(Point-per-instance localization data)
══════

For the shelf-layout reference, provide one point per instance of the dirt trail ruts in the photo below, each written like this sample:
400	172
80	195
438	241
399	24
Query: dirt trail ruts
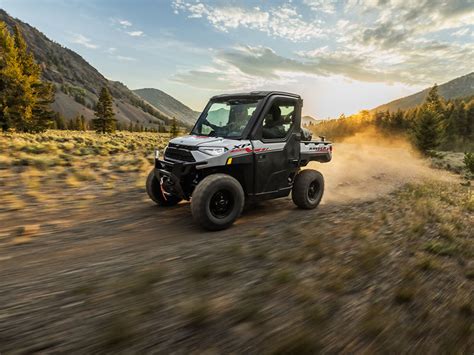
126	232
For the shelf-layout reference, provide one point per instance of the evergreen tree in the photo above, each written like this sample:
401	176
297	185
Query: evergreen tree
104	121
83	124
24	98
174	129
427	129
59	121
434	101
77	123
428	125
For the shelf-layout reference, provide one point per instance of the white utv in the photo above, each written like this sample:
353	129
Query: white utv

══════

What you will do — From the line holding "Query: evergreen tree" to the last line of the data above, copy every line exactly and include nothing more.

The completed task —
Query: evergreen tree
104	121
83	124
24	98
174	129
427	129
59	121
434	101
77	123
428	125
For the shelf-layout reference, provide one point per instance of the white utv in the photo above, each written like this sample:
353	129
Query: white utv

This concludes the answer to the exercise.